*Short exercise*:
Could you rewrite the Donald Sutherland post between "So in tribute" and "light blue hues.", inclusive, replacing "hoodie" with "sweatshirt"?

*Selection*:
════════════════
Was planning to bring up some things very soon. Still will. But there's some breaking news I had to bring up and we are now really sad to learn: reknown legendary actor Donald Sutherland, known for his roles in M*A*S*H*, The Hunger Games movies, Klute, Ordinary People, Animal House, The Dirty Dozen, Citizen X, and Don't Look Now among his 200 role overall, as well as being the father to Kiefer Sutherland, has died at the age of 88 today after a long illness. His roles were broad and diverse

He was from Saint John, New Brunswick, in Canada. His one big Olympic contribution that we know of was his narration of those CTV Believe commercials for its coverage of the 2010 Vancouver Winter Olympic Games. Most of them profiling Canadian Winter Olympian faves. What was really interesting about these ads during the 2009-2012 era of these Believe commercials is that they're narrated by Atlantic Canadian actors instead of the expected Toronto and Vancouver hordes--Sutherland for the Winter Olympics and Elliott (then Ellen) Page from Halifax, Nova Scotia and the late Gordon Pinsent from Newfoundland-Labrador with the Summer Olympics versions for London 2012. Not sure if many realize Sutherland was Canadian

So in tribute to him, I'll post all the 1-minute Believe In Vancouver 2010 promos he did for the Vancouver 2010 massive coverage. The ones where the athlete subjects in question would sport those companion white Believe T-shirts or hoodie asking the Canadian viewer "Do you Believe?" at the end after Sutherland announce the Vancouver 2010 Winter Olympics coming to CTV and profiles who they are as a way to introduce them to the Canadian public. All use the same type of cinematography of seemingly low light and some light blue hues.
════════════════
*Data*:
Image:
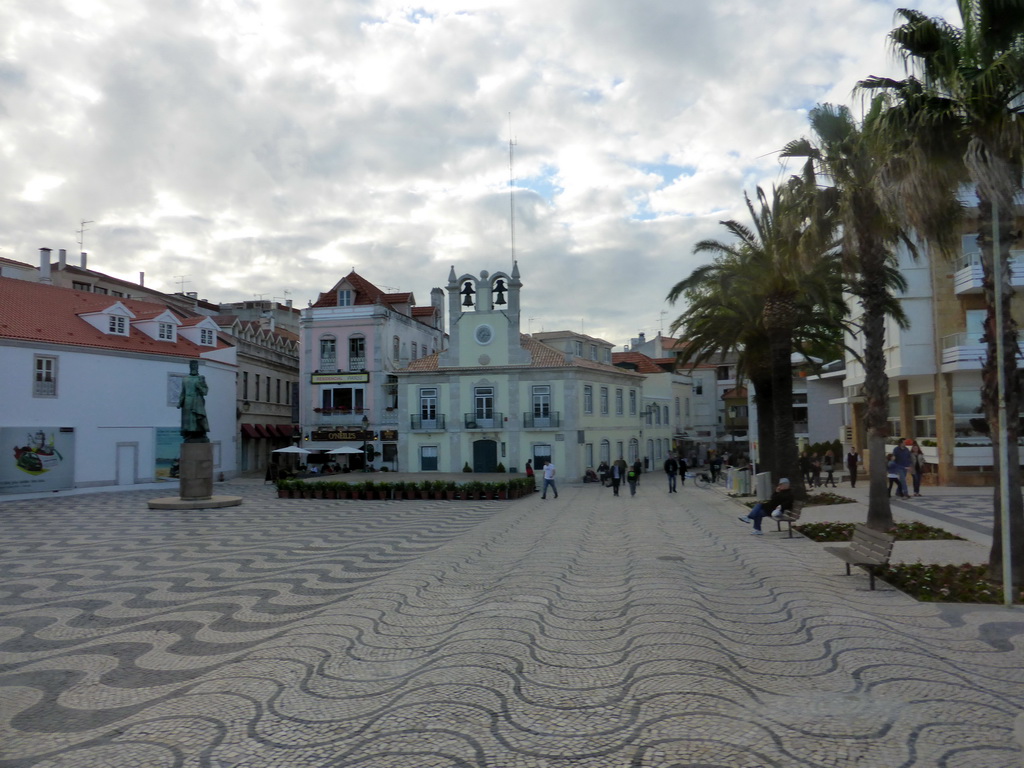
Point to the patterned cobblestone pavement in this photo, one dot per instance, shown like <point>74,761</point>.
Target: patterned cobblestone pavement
<point>591,631</point>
════════════════
*Full answer*:
So in tribute to him, I'll post all the 1-minute Believe In Vancouver 2010 promos he did for the Vancouver 2010 massive coverage. The ones where the athlete subjects in question would sport those companion white Believe T-shirts or sweatshirt asking the Canadian viewer "Do you Believe?" at the end after Sutherland announce the Vancouver 2010 Winter Olympics coming to CTV and profiles who they are as a way to introduce them to the Canadian public. All use the same type of cinematography of seemingly low light and some light blue hues.